ARTICLE:
* start *
He looked through my shots for that day, grunted, said "Not bad." then looked up and asked me why I was shooting in jpeg when I could be shooting in RAW. He asked me if I knew what the RAW setting was and if I knew what I could do with it. I did. I told him I was trained in Photoshop etc but that I could not really afford to go there because I was limited to using two 256MB memory cards. Bigger cards were just not really affordable for me on my budget. My rent was taking up most of what I made living in the city. He looked at me for a moment, then opened his camera and gave me the fresh card inside, a card that had 4X the capacity of the ones I owned. It cost like $65 at the time, and that was actually the maximum card that my Fuji could take as it happens. He said "There, now you have no excuse not to shoot RAW." He then got up, because the train pulled into the next station and it was his stop, and over his shoulder on the way out he said "You ever want to learn to be a real photographer you call me." He then walked out the door.
* end *
RECORDED DATA:
* start *
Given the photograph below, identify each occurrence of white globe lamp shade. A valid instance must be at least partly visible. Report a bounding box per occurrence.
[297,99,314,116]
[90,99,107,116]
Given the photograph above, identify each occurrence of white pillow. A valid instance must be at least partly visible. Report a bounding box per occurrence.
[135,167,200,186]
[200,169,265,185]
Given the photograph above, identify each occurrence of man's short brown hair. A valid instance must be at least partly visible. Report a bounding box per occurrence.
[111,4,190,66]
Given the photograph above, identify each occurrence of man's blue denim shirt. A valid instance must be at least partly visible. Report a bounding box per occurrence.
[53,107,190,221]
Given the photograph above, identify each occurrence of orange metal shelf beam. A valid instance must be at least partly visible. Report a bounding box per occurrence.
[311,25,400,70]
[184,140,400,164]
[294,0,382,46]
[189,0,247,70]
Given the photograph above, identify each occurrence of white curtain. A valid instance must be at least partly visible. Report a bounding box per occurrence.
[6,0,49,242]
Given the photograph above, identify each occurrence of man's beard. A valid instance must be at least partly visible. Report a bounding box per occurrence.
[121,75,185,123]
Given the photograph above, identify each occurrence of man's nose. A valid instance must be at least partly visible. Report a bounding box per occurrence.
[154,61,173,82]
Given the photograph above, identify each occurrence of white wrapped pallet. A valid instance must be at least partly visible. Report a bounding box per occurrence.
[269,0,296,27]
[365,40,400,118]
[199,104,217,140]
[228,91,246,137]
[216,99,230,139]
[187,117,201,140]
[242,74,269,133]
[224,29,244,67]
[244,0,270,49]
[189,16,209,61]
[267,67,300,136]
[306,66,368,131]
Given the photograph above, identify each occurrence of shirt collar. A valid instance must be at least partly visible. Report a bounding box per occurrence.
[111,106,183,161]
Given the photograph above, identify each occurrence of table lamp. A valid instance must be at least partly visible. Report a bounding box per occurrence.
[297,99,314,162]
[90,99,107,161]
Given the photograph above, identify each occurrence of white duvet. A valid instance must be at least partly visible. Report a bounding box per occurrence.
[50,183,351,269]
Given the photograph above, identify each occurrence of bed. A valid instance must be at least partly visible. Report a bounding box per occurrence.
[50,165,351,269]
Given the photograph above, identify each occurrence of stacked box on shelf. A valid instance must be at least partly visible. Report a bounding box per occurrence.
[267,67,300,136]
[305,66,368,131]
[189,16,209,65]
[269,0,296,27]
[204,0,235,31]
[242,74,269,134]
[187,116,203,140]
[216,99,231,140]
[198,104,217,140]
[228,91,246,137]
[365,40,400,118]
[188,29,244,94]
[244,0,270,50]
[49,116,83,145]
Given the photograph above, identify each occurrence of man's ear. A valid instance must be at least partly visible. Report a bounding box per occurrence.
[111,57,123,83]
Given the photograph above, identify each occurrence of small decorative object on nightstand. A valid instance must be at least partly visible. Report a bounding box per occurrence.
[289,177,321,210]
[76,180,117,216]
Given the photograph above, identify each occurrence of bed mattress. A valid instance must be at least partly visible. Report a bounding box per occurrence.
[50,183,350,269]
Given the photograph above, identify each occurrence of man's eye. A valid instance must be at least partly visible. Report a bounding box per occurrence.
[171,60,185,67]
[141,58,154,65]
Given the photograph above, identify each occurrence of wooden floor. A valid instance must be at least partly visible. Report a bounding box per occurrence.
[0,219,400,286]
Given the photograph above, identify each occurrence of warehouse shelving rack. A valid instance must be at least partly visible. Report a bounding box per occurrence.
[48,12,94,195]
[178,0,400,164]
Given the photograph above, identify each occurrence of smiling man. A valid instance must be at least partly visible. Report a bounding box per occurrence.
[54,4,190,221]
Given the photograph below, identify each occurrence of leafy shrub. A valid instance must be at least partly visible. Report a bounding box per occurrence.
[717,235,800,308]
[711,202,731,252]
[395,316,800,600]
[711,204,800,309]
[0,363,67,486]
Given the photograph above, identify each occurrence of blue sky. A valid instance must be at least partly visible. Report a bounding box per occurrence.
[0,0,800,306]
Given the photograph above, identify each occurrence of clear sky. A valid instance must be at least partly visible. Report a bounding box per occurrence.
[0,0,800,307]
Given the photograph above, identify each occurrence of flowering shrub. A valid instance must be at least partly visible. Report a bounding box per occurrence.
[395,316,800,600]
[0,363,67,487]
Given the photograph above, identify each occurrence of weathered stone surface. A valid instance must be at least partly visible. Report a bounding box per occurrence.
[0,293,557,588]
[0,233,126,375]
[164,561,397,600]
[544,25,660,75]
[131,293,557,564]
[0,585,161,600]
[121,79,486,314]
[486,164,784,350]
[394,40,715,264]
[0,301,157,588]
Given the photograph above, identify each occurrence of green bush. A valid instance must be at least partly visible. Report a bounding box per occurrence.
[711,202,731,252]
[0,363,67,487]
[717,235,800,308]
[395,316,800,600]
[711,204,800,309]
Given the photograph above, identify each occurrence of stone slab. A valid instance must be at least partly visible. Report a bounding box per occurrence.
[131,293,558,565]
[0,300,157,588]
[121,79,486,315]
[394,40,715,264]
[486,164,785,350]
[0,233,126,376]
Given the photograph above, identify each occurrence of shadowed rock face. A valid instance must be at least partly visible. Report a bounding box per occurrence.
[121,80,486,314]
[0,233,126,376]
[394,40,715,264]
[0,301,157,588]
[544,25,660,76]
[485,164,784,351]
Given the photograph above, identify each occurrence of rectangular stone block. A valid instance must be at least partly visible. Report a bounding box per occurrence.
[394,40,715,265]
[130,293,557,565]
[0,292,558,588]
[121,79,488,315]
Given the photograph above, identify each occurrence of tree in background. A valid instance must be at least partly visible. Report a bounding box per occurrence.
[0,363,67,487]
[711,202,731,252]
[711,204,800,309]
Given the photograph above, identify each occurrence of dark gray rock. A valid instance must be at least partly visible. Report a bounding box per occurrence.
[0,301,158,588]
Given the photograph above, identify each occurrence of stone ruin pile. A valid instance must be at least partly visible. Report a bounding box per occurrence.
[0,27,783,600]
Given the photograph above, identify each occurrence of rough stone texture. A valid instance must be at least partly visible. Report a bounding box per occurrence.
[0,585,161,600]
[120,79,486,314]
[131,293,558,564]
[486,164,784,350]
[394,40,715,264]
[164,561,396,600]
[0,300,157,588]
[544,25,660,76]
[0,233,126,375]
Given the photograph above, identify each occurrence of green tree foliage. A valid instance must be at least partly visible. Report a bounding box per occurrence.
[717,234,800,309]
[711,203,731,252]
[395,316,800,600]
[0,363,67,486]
* end *
PROBLEM DETAILS: Continue the story about the stranger on the train who gave away a memory card, starting after its last sentence. These lines have nothing to do with the story about the train ride.

EXERCISE RESPONSE:
I was pretty bemused. I did not quite know what to make of this guy. He was old enough to be my grandfather, just barely, so I didn't think he was just being nice because he was trying to hit on me or something. He'd mentioned his wife of many years and the fact that she was also a photographer. But I just couldn't think he really meant it either. I mean a pro asking me if I wanted to learn? Offering to help me? Just handing me a very expensive memory card just like that? I was like "Okay...." and I put his business card into my bag and for a while I just left it there. I put the big card into my camera and resolved to follow his advice and shoot RAW.

A few weeks passed and I realized that this guy he'd done me a huge favor by pushing me to shoot RAW. It really helped me, opened up possibilities for my photography, started me on the road to becoming a serious and eventually pro photographer. That guy? He became my first teacher, is my mentor still to this day even though we live 6000 plus miles apart. He's the reason I am now teaching some kids and paying it forward, the reason my "hobby" is now my avocation.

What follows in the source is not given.